[Entries from a collection]
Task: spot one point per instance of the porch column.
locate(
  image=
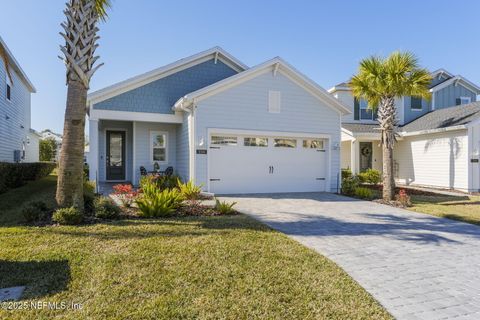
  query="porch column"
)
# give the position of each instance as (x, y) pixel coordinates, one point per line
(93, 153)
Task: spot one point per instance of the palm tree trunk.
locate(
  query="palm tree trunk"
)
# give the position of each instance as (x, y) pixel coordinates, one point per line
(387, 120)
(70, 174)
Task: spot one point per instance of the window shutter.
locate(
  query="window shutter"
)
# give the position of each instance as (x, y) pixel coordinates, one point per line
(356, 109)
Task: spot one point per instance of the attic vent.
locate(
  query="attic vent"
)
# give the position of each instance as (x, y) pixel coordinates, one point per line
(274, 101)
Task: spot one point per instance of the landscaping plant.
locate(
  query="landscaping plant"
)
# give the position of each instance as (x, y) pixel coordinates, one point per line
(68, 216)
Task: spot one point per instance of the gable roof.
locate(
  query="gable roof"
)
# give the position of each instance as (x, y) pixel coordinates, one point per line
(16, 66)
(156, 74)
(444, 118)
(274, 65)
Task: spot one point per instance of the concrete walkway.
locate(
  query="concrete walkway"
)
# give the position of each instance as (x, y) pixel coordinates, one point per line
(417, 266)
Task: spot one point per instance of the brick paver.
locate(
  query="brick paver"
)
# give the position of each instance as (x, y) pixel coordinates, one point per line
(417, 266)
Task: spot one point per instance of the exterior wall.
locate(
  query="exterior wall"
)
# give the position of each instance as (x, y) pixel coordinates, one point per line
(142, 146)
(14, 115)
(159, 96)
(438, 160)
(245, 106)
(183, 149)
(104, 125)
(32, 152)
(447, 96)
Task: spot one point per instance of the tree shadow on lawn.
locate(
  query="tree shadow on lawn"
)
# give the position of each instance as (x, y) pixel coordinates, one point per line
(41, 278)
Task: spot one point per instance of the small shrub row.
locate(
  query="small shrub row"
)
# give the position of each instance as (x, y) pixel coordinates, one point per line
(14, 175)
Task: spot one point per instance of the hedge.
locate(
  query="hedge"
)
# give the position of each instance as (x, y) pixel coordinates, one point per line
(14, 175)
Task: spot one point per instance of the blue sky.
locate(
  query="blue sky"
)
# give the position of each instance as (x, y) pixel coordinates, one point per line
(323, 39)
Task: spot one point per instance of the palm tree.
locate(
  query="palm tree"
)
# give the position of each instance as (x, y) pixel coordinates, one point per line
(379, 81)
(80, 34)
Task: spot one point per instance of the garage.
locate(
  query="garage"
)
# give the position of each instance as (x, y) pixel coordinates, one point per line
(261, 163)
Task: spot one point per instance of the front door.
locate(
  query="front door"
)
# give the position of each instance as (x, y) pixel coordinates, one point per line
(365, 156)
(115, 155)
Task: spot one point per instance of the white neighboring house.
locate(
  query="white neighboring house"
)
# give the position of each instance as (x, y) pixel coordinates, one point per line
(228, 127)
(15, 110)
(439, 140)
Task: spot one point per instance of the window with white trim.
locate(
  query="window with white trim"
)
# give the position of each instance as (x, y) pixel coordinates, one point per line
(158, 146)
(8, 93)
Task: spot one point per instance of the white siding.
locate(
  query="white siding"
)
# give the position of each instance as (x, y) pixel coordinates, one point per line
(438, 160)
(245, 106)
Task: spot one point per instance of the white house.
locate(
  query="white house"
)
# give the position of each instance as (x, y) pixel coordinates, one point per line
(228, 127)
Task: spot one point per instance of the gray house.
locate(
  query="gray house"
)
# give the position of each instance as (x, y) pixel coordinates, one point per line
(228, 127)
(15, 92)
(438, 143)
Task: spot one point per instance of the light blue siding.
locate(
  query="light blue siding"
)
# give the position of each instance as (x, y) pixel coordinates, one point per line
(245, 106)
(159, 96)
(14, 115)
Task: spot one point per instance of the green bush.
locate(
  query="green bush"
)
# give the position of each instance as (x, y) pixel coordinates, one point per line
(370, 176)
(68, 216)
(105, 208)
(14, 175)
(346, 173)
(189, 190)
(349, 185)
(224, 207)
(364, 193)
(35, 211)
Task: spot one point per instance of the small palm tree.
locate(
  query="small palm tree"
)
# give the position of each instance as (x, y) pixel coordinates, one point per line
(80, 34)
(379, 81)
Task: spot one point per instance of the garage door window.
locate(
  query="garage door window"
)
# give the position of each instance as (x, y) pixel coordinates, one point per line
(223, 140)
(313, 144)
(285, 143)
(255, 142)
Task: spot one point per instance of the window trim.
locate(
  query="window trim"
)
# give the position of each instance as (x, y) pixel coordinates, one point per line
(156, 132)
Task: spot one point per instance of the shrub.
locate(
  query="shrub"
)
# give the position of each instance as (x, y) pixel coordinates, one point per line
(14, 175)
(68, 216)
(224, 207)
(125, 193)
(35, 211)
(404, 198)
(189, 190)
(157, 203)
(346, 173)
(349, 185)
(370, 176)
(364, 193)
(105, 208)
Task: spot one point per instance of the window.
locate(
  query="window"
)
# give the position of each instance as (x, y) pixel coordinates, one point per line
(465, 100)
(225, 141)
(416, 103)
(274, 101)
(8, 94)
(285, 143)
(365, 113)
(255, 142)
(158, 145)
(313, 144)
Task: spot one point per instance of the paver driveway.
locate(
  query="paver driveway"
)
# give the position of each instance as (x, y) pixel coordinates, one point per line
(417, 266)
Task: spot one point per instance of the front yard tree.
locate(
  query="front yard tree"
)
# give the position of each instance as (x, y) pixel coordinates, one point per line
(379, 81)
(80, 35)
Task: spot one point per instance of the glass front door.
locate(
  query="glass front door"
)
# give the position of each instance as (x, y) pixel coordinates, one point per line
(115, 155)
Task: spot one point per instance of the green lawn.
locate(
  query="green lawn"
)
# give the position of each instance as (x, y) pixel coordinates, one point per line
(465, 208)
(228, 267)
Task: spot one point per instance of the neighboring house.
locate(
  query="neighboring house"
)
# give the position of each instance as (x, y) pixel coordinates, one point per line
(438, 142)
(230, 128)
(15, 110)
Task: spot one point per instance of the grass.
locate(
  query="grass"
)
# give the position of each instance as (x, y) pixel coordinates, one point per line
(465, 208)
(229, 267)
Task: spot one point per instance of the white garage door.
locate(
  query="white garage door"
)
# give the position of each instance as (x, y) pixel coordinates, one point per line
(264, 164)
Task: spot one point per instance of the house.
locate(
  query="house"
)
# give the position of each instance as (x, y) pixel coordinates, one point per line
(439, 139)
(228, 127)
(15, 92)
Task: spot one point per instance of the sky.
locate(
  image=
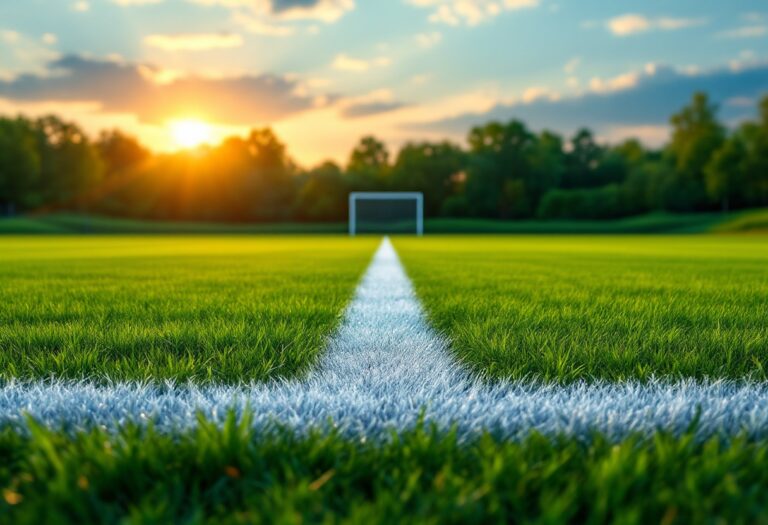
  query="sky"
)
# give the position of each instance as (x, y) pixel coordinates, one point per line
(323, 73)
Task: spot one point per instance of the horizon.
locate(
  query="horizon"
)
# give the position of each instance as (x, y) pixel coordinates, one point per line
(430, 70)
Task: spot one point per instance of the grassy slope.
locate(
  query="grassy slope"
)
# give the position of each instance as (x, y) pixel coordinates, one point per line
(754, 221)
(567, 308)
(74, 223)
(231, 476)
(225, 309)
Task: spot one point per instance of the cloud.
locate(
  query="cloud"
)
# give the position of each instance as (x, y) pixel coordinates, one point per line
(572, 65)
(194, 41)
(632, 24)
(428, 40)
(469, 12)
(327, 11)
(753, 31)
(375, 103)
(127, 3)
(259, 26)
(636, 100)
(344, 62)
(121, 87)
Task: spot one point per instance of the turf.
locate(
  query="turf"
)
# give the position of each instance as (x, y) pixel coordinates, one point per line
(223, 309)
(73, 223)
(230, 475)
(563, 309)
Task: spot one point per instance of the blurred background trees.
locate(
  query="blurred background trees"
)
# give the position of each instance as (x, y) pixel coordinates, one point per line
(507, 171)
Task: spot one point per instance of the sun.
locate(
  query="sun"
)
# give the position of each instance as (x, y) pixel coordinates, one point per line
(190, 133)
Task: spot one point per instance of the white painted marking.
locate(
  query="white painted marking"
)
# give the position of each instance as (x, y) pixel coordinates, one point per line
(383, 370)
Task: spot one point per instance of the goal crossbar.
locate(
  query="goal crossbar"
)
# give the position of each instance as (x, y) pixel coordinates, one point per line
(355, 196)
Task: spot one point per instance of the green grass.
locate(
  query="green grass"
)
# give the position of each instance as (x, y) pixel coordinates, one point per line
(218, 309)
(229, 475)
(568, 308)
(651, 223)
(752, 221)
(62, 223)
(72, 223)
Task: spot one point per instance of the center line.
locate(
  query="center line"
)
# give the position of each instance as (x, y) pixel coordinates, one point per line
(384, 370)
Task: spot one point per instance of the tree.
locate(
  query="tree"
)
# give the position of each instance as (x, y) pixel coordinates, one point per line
--
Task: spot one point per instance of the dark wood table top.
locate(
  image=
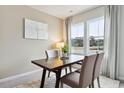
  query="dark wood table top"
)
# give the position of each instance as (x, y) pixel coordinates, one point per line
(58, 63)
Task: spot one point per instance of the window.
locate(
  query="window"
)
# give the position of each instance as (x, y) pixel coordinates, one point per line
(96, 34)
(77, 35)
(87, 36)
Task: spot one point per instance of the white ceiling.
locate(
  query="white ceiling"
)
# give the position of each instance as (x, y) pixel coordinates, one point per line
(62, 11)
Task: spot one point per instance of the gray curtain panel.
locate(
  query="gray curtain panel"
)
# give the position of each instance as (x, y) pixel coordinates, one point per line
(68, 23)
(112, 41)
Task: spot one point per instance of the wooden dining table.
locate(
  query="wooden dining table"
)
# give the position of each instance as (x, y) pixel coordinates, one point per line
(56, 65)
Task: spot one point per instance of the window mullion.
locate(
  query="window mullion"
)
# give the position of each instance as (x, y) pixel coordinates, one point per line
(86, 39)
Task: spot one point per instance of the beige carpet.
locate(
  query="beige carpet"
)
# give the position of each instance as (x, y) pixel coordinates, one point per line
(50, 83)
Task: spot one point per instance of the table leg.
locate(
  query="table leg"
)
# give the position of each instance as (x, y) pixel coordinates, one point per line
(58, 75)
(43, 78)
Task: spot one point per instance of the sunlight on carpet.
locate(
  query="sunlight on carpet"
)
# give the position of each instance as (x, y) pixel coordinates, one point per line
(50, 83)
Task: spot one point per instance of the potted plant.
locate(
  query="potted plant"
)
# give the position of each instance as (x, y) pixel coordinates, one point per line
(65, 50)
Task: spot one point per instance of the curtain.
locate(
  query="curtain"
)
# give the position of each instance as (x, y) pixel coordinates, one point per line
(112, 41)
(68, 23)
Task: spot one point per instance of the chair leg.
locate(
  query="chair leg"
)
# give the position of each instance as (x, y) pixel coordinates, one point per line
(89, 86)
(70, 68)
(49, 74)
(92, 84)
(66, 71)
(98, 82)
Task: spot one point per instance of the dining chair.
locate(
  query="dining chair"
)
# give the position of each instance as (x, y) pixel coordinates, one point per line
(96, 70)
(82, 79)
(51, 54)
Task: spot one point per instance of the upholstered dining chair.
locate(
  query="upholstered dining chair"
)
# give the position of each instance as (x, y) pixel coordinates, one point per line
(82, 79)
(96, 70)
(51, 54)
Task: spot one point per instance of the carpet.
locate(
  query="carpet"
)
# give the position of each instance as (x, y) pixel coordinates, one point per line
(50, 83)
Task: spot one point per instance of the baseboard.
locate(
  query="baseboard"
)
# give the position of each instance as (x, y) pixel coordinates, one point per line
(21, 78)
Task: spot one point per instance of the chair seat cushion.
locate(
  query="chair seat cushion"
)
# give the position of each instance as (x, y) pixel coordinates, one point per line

### [What is being asked]
List every line of the listing that contains the word "lawn", matching case.

### [The output]
Task: spot one point per instance of the tree shadow on lawn.
  query="tree shadow on lawn"
Task: spot one point per instance of the green lawn.
  query="green lawn"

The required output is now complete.